### Work order
Would you please set down the data again exactly as given, excluding the pictures?

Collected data
* * * *
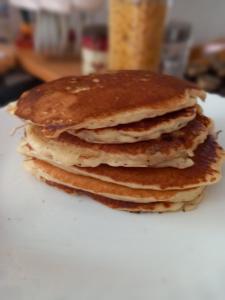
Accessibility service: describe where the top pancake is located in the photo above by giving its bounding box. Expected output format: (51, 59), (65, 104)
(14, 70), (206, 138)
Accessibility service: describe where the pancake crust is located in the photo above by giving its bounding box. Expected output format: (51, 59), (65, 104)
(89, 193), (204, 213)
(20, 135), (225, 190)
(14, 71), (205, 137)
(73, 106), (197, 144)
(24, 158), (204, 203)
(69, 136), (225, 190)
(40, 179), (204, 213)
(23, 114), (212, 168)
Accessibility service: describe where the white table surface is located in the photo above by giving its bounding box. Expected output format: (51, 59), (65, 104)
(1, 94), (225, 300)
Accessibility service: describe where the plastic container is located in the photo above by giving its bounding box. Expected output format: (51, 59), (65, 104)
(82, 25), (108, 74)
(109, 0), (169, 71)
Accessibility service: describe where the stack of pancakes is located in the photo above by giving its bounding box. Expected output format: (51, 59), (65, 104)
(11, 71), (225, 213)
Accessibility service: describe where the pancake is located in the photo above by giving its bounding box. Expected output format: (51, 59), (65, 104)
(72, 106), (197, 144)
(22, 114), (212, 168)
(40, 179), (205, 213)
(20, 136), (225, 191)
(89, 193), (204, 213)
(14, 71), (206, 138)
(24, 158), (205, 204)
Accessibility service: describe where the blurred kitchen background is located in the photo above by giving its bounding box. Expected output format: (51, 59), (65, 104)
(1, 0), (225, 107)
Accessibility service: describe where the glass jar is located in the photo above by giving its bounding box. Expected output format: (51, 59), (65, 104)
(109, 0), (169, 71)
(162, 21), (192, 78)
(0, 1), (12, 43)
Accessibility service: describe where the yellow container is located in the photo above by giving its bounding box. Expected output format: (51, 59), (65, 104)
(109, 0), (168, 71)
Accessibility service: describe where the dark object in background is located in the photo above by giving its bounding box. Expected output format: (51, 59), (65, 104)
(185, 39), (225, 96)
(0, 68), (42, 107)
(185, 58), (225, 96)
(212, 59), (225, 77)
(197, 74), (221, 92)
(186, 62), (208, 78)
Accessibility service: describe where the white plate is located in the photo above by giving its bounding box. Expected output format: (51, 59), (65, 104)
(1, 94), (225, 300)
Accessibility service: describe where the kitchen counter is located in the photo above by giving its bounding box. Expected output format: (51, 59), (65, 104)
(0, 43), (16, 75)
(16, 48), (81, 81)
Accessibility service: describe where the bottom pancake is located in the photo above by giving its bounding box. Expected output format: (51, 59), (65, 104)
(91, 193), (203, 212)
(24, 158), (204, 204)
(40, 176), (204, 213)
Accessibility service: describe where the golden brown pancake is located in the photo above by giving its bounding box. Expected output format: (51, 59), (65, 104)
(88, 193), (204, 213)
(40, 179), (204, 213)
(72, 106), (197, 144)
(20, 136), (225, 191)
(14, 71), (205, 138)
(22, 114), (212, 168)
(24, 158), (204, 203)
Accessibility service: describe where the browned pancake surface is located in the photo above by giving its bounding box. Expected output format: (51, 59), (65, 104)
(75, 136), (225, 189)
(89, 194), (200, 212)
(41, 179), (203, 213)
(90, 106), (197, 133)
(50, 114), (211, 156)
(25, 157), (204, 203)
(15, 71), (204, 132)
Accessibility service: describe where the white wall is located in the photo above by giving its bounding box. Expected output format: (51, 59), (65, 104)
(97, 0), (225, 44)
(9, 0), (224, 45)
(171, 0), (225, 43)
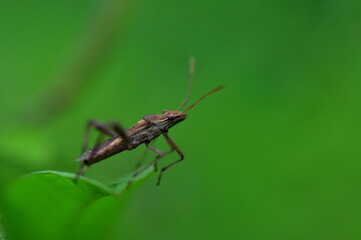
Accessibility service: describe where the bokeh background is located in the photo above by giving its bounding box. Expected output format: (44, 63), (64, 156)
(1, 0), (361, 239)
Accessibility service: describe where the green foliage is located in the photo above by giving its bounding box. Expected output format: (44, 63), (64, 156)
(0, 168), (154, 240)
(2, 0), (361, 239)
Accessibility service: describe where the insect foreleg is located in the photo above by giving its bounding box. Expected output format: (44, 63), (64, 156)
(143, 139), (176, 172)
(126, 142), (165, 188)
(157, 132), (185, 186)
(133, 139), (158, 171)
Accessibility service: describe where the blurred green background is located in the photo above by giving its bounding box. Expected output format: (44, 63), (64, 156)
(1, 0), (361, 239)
* * * *
### Response area
Accessibility service: describe where the top pancake is located in the photo above by giving its bounding box. Expected output format: (51, 59), (65, 104)
(14, 70), (206, 138)
Accessibility service: describe where the pancake crust is located in the photo above by giving its bounding box. Expected output format: (51, 59), (65, 104)
(89, 193), (204, 213)
(20, 135), (225, 190)
(14, 71), (205, 137)
(73, 106), (197, 144)
(24, 158), (204, 203)
(69, 136), (225, 190)
(40, 179), (204, 213)
(23, 114), (212, 168)
Accessibility service: describe where the white table surface is located in the photo above by giving its bounding box. Expected output format: (51, 59), (65, 104)
(1, 94), (225, 300)
Accessibility service: describe where the plastic container is located in the photo above by giving its bounding box. Expected output format: (51, 59), (65, 104)
(82, 25), (108, 74)
(109, 0), (169, 71)
Accessibility service: describe where the stack of pancakes is located in the photo above by giving its bounding box. Expected output format: (51, 59), (65, 104)
(11, 71), (225, 213)
Accessibility service: describe where the pancake is located in the photo above by giving its bounding box. Expected output format: (51, 59), (65, 104)
(72, 106), (197, 144)
(22, 114), (212, 168)
(40, 179), (205, 213)
(20, 136), (225, 191)
(89, 193), (204, 213)
(14, 71), (206, 138)
(24, 158), (205, 204)
Accessibility service: describe where the blurred kitchen background is located in the photo above by giving its bounding box. Expected output format: (51, 59), (65, 104)
(1, 0), (225, 107)
Accessibility service: describe where the glass jar is located in the photo above by giving its bounding box. Expected output format: (51, 59), (65, 104)
(109, 0), (169, 71)
(162, 21), (192, 78)
(0, 1), (12, 43)
Accessibility service: describe where the yellow container is located in the photo above by giving its bounding box. Expected output format: (51, 59), (65, 104)
(109, 0), (168, 71)
Accessibility service: describe where the dark object in background is located in the photo above by giving its bounding box. Expected output format: (51, 59), (65, 104)
(185, 39), (225, 96)
(0, 68), (42, 107)
(185, 58), (225, 96)
(212, 59), (225, 77)
(197, 74), (221, 92)
(186, 62), (208, 78)
Accessibility service: describe where the white plate is located in the photo above by giving its bounding box. Expected output format: (51, 59), (65, 104)
(1, 94), (225, 300)
Accessibility service: describe where the kitchen counter is located in the photo above by giving its bounding box. Expected output format: (51, 59), (65, 104)
(0, 43), (16, 75)
(16, 48), (81, 81)
Accessibility service: describe where the bottom pancake is located in the photo above by giving its bounding box. Expected output format: (51, 59), (65, 104)
(91, 193), (203, 212)
(24, 158), (204, 204)
(40, 176), (204, 213)
Accessibility service: describe where the golden brown pancake is located in the photo above by giving its bounding box. Expected output format: (51, 59), (65, 104)
(88, 193), (204, 213)
(40, 179), (204, 213)
(72, 106), (197, 144)
(20, 136), (225, 191)
(14, 71), (205, 138)
(22, 114), (212, 168)
(24, 158), (204, 203)
Accessibility service: describe where the browned pancake surface is located in the photo above by giving its bounding box. Expected output format: (51, 59), (65, 104)
(75, 136), (225, 189)
(89, 194), (200, 212)
(41, 179), (203, 213)
(90, 106), (197, 133)
(50, 114), (211, 156)
(25, 157), (204, 203)
(15, 71), (204, 132)
Accessibility service: describe where the white wall is located in the photo above by giving its bounding box. Expected output format: (51, 59), (65, 104)
(97, 0), (225, 44)
(9, 0), (224, 45)
(171, 0), (225, 43)
Accessibility service: describe where the bokeh background is located in the photo above by giving its bounding box. Expected output format: (44, 63), (64, 156)
(1, 0), (361, 239)
Accessibility service: describe where the green foliage is located in the photo above by giving its bounding box. Expected output format: (44, 63), (64, 156)
(0, 168), (154, 240)
(2, 0), (361, 239)
Accessibility service: describe where the insect foreleg is located in the photo above by giving its bounding box. Expected output format: (44, 63), (64, 156)
(143, 139), (176, 172)
(126, 142), (165, 188)
(157, 132), (185, 186)
(133, 139), (158, 171)
Accessibility service: describe where the blurred green background is located in the photo above by giving its bounding box. Expected output format: (44, 63), (64, 156)
(1, 0), (361, 239)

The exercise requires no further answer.